*DATA PROVIDED*.
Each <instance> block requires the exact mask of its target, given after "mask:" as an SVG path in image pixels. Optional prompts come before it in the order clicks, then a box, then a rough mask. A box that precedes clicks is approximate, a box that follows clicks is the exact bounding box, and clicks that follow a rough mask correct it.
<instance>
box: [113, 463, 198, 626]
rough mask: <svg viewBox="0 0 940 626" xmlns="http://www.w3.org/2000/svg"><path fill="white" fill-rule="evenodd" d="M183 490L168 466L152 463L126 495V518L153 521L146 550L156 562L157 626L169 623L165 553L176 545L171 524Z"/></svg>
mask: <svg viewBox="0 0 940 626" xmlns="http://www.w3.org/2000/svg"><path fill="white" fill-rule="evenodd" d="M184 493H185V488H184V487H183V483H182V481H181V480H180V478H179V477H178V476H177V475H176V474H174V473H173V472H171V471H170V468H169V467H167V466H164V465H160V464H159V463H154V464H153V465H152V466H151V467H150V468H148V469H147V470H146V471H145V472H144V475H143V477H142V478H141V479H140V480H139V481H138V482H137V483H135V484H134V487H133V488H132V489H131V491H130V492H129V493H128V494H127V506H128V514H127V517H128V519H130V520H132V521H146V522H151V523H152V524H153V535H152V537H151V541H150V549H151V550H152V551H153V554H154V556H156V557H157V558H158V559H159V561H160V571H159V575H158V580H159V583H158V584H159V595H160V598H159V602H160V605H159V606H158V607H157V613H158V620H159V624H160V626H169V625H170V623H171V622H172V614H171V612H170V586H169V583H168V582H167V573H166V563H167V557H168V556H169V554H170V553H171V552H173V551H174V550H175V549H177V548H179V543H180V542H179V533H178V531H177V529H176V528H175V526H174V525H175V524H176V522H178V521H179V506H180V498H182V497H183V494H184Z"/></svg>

*TASK STATEMENT*.
Where does the word "instance" appear in the records above? Return every line that holds it.

*RESPONSE BOX*.
Each <instance> block requires the exact mask of its target, given after "mask:" as an SVG path in image pixels. Optional prompts come before it in the order clicks, then a box, then a rough mask. A box that precedes clicks is approximate, a box that follows clicks is the exact bounding box, and clicks that follow a rough mask correct it.
<instance>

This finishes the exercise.